## [Entries from a dataset]
------

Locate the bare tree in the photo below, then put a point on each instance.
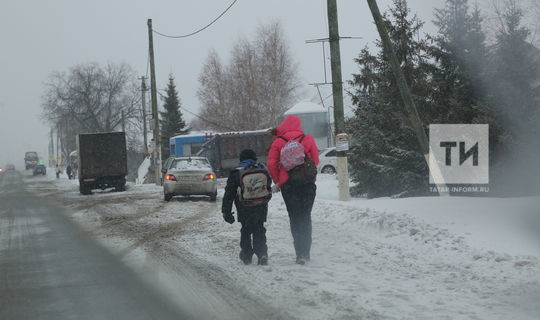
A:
(90, 98)
(255, 88)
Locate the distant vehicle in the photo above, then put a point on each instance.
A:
(30, 159)
(186, 176)
(223, 149)
(40, 169)
(102, 161)
(327, 161)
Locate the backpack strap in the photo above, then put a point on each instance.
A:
(300, 136)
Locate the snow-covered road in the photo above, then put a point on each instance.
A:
(423, 258)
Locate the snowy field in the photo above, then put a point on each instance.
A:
(416, 258)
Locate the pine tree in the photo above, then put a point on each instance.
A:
(172, 122)
(461, 54)
(389, 161)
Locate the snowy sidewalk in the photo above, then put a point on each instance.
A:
(417, 258)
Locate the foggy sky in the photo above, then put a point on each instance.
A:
(39, 37)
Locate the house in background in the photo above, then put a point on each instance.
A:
(316, 121)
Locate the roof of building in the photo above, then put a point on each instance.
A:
(305, 107)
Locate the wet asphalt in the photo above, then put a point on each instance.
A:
(50, 269)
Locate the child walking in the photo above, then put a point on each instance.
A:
(248, 187)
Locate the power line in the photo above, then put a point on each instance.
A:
(201, 29)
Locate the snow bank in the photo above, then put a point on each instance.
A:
(417, 258)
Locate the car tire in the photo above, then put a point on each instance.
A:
(167, 197)
(328, 170)
(85, 190)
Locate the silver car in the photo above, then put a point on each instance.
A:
(185, 176)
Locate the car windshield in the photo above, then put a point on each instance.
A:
(190, 164)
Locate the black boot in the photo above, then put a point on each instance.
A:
(246, 258)
(263, 260)
(301, 260)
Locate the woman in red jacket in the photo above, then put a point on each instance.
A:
(298, 198)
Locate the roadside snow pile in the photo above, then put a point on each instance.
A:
(373, 265)
(417, 258)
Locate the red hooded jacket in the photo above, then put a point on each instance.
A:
(290, 128)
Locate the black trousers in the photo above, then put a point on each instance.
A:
(299, 201)
(253, 228)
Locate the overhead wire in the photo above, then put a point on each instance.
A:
(199, 30)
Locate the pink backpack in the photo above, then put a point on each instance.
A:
(292, 154)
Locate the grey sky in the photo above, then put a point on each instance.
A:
(39, 37)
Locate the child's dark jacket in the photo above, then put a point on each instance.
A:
(231, 196)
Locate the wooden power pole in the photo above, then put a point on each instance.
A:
(143, 101)
(404, 90)
(155, 114)
(337, 90)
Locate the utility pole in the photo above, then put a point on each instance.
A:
(155, 114)
(337, 90)
(143, 99)
(123, 121)
(404, 90)
(51, 149)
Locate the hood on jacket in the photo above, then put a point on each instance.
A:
(291, 123)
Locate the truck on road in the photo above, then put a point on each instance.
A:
(224, 148)
(102, 161)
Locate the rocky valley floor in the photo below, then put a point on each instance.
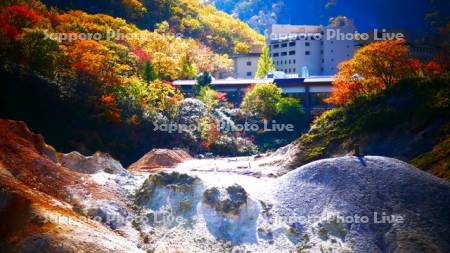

------

Copy the listing above, labeling requests included, starting with the line that contains "Locate the roadside" and continuing through the end of the listing, with both ends included. In the answers, decrease every point coordinate by 72, and leave any pictures out.

## [Written response]
Locate the roadside snow pile in the photo above, then put a point on each instance.
A:
(301, 193)
(345, 186)
Locate the red hooded jacket in the photo above, then put a point on each instance.
A:
(218, 56)
Locate the black trousers in the photo above, then put a point on each instance.
A:
(227, 129)
(181, 156)
Locate the overhead wire in the photo above, then put a point on each instance.
A:
(127, -42)
Locate the pink backpack in the photo above, then put a point on each instance.
A:
(220, 82)
Locate the grey sky in the photo above, then put a point on each instance.
A:
(-33, -35)
Locate the child's dark jacket in the photo above, then put a point on each instance.
A:
(159, 124)
Locate the wooden power pole in the photo above, then put a point on each instance.
A:
(71, 29)
(332, 18)
(83, 42)
(265, 18)
Locate the utility pole in the photo above, then put a point on each instance.
A:
(83, 42)
(265, 18)
(71, 27)
(51, 49)
(332, 18)
(-21, 77)
Locate the hood on jacket in the photo above, then put a point on each instance.
A:
(219, 51)
Locate the truck on road in the photo above, then put a point on each instance.
A:
(152, 76)
(30, 89)
Locate the rocky valley floor in the photo below, then put a point on each instance.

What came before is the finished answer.